Problem requirements: Render every entry exactly as it appears.

Dataset records:

*****

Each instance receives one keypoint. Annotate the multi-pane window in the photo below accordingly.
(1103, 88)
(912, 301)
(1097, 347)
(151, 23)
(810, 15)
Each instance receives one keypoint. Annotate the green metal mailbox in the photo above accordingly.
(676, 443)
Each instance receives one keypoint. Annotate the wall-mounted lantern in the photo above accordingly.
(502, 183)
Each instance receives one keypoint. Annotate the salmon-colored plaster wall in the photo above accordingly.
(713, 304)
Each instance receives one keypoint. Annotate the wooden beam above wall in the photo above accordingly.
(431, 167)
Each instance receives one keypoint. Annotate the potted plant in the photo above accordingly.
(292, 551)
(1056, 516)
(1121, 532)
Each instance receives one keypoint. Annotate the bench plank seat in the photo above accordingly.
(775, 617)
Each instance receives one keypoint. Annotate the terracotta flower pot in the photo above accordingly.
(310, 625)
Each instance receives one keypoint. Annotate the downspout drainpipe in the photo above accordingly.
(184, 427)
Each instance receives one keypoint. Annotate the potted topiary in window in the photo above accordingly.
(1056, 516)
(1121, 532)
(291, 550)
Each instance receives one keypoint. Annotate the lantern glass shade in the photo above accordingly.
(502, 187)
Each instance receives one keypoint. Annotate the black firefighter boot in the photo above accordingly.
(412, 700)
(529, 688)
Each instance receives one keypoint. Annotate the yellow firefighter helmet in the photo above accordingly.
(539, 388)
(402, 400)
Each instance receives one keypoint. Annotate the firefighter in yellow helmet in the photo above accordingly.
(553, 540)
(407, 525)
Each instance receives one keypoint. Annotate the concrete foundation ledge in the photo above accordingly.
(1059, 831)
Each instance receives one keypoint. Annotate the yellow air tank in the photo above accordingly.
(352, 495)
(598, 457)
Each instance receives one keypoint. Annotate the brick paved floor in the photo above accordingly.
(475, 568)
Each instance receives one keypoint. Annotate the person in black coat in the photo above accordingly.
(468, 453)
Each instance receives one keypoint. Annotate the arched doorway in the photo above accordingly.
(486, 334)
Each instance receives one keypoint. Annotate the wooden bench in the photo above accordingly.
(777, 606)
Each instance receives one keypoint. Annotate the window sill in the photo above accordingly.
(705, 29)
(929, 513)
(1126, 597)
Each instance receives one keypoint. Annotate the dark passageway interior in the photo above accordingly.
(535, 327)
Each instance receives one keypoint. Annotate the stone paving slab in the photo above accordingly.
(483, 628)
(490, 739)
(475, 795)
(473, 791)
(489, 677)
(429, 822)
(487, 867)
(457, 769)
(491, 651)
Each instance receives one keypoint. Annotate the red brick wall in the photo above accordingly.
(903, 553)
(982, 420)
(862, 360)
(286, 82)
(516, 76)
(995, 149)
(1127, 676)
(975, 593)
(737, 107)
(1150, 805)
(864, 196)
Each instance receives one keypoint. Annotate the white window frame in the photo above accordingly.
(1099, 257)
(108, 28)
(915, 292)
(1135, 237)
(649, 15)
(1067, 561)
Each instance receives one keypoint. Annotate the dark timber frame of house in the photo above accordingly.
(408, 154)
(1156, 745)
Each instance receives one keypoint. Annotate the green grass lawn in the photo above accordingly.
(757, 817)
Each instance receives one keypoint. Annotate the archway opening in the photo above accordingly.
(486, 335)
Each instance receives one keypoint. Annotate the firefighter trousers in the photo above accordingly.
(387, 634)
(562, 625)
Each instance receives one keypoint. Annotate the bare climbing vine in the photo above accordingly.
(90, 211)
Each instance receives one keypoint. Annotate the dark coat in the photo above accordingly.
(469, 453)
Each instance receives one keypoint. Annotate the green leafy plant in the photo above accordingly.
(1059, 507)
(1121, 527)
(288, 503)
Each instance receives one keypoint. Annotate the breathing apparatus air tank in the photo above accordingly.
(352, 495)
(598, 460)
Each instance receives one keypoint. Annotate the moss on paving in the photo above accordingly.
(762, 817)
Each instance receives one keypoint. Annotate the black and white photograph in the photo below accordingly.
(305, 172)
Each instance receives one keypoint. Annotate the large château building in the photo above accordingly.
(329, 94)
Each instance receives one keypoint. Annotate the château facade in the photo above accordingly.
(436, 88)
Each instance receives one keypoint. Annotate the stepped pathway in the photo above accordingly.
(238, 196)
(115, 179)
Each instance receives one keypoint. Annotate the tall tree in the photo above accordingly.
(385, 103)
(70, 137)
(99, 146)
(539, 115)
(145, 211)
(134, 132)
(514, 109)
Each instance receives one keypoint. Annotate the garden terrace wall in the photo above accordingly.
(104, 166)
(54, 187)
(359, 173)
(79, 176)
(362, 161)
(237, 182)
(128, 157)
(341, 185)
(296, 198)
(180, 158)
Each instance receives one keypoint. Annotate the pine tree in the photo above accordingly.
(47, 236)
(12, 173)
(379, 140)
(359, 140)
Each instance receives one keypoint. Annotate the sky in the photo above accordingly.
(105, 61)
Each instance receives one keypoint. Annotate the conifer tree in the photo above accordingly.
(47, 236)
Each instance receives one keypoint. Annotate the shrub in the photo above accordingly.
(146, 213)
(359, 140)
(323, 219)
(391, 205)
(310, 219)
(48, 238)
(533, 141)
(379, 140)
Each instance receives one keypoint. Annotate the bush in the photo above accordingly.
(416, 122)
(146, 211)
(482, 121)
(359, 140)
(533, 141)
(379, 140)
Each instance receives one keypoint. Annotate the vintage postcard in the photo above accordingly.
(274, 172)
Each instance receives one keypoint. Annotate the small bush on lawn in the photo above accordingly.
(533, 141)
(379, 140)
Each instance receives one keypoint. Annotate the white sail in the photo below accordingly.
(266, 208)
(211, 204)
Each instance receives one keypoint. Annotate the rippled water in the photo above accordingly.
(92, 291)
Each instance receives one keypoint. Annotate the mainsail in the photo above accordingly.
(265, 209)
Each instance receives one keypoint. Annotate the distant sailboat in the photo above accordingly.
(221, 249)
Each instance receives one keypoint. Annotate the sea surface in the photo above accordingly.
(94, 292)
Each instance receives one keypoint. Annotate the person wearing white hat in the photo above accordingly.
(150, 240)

*****

Exercise output:
Each instance receives one keypoint. Annotate the multi-pane window in the photo below accordingly.
(1103, 88)
(912, 301)
(1097, 347)
(151, 23)
(810, 15)
Each instance receives one keypoint. Annotate the green metal mailbox in the photo above accordingly.
(676, 443)
Each instance receives one keypoint. Annotate the wall-mounted lantern in the photo above accordingly.
(502, 183)
Each instance receives one keypoint. Annotate the salmon-colored plaster wall in the photo above accordingly.
(713, 304)
Each instance receives one keypoint. Annotate the wooden beam above wall in the photo above accordingly.
(431, 167)
Each instance receives one keypoint. Annotate the potted plant in the photo above accordingly.
(292, 551)
(1056, 516)
(1121, 532)
Each instance receives one keypoint. Annotate the bench plank seat in the photo above accordingly.
(775, 617)
Each instance receives one keypoint. Annotate the terracotta flower pot in the photo above accordingly.
(310, 625)
Each instance receives one keypoint. Annotate the downspout drainpipe in the photo above accordingly.
(184, 427)
Each instance receives one keypoint. Annotate the potted topiary in window in the photo above accordingly.
(1056, 516)
(1121, 532)
(291, 550)
Each instance receives one keypoint. Annotate the lantern glass shade in the photo above accordingly.
(502, 187)
Each instance receives one keypoint. Annotate the black firefighter boot in the photo above accordingly.
(412, 700)
(529, 688)
Each instance receives one keypoint. Annotate the yellow firefighter helmet in the photo above accordingly.
(539, 388)
(402, 400)
Each instance receives one keypoint. Annotate the firefighter in yellow helmet in the photo above accordingly.
(553, 540)
(407, 525)
Each instance receives one keypoint. Annotate the concrete foundation ledge in the photo above accordingly.
(1059, 831)
Each instance receives one keypoint. Annotate the yellow air tank in the photo above accordingly.
(352, 495)
(598, 457)
Each instance receives one keypoint. Annotate the brick paved floor in the photo above accordingly.
(475, 568)
Each instance receives one keypoint. Annotate the person in black coat in the photo above accordingly.
(468, 453)
Each instance receives one keypoint. Annotate the arched doorway in the photo above accordingly.
(486, 334)
Each instance receives one keypoint. Annotate the wooden bench in the photo above accordingly.
(777, 606)
Each instance receives one keypoint. Annotate the window sill in the photo above accordingly.
(705, 29)
(929, 513)
(1126, 597)
Each instance receives one keypoint. Annotate the dark passageway interior in the photo above accordingly.
(535, 327)
Each instance receives one keypoint. Annotate the stone paving slab in the photo above accordingly.
(483, 628)
(490, 739)
(475, 795)
(473, 791)
(489, 677)
(429, 822)
(487, 867)
(457, 769)
(491, 651)
Each instance receives one keypoint. Annotate the red brick wall in the photo above accordingly.
(903, 553)
(982, 420)
(862, 360)
(286, 82)
(516, 76)
(995, 149)
(1127, 676)
(975, 593)
(737, 107)
(1150, 805)
(864, 196)
Each instance receives one keypoint. Annotate the white window frame in the photo above accordingly.
(1099, 257)
(108, 28)
(915, 292)
(1135, 237)
(649, 15)
(1067, 561)
Each instance receives one keypoint. Annotate the dark timber frame of house in the photo above accordingly.
(408, 154)
(1156, 745)
Each instance receives one keypoint. Annotate the green grass lawn in the photo above accordingly.
(757, 817)
Each instance receives one keypoint. Annotate the archway opening in the photo above accordingly.
(486, 335)
Each instance receives one keypoint. Annotate the firefighter trousers in the photo above accordingly.
(387, 634)
(562, 625)
Each instance receives one keypoint. Annotate the bare climbing vine in the photo above accordingly.
(90, 211)
Each instance receives one keypoint. Annotate the dark coat in the photo above accordingly.
(469, 453)
Each instance receives one keypoint. Annotate the green leafy plant in the photo above accordingly.
(1059, 507)
(1121, 527)
(288, 503)
Each instance receives one keypoint. Annotate the breathing apparatus air tank in the photo above accordingly.
(352, 495)
(598, 460)
Each instance receives one keypoint. Annotate the moss on paving in the photo above accordingly.
(762, 817)
Each instance receives one keypoint. Annotate the black and white photograph in the photo below accordingly.
(305, 172)
Each instance receives one keypoint. Annotate the large château building in the photo above accordingly.
(329, 94)
Each instance receives one keypoint. Annotate the château facade in the photo above accordingly.
(436, 88)
Each instance receives one keypoint. Annotate the stepped pathway in the photo above accordingly.
(238, 196)
(115, 179)
Each instance receives one keypoint. Annotate the tall tree in the photo above accordingly.
(385, 103)
(70, 137)
(99, 146)
(539, 115)
(145, 211)
(134, 132)
(514, 109)
Each instance receives one keypoint. Annotate the garden terrace wall in the photo above accordingly.
(104, 166)
(54, 187)
(359, 173)
(79, 176)
(362, 161)
(237, 182)
(128, 157)
(341, 185)
(296, 198)
(180, 158)
Each instance receives one keypoint. Annotate the pine tree in the photo above accordingly.
(47, 236)
(12, 173)
(379, 140)
(359, 140)
Each instance receives one keypoint. Annotate the sky in the photo above accordingly.
(105, 61)
Each instance receives one keypoint. Annotate the conifer tree in the photo above accordingly.
(47, 236)
Each instance receives one keypoint. Annotate the shrub in the photo above accordingly.
(146, 213)
(359, 140)
(323, 219)
(391, 205)
(310, 219)
(48, 238)
(533, 141)
(379, 140)
Each instance receives one keypoint. Annotate the bush in the photo above accordingly.
(416, 122)
(146, 211)
(482, 121)
(359, 140)
(533, 141)
(379, 140)
Each instance receives one keypoint. Annotate the vintage postcard in the photo above accordingly.
(274, 172)
Each instance receives one keypoint. Annotate the small bush on lawn in the photo above accordingly.
(533, 141)
(379, 140)
Each instance receives one keypoint. Annotate the white sail in the photo below accordingly.
(266, 208)
(211, 204)
Each instance receives one keypoint. Annotate the rippled water in the photo above accordingly.
(92, 291)
Each instance receives one keypoint. Annotate the mainsail in the photo above accordingly.
(265, 209)
Each instance receives one keypoint. Annotate the distant sailboat in the photo above accordingly.
(221, 249)
Each instance receives one keypoint. Annotate the sea surface in the photo above accordingly.
(94, 292)
Each instance receives one keypoint. Annotate the person wearing white hat in the photo above accordingly.
(150, 240)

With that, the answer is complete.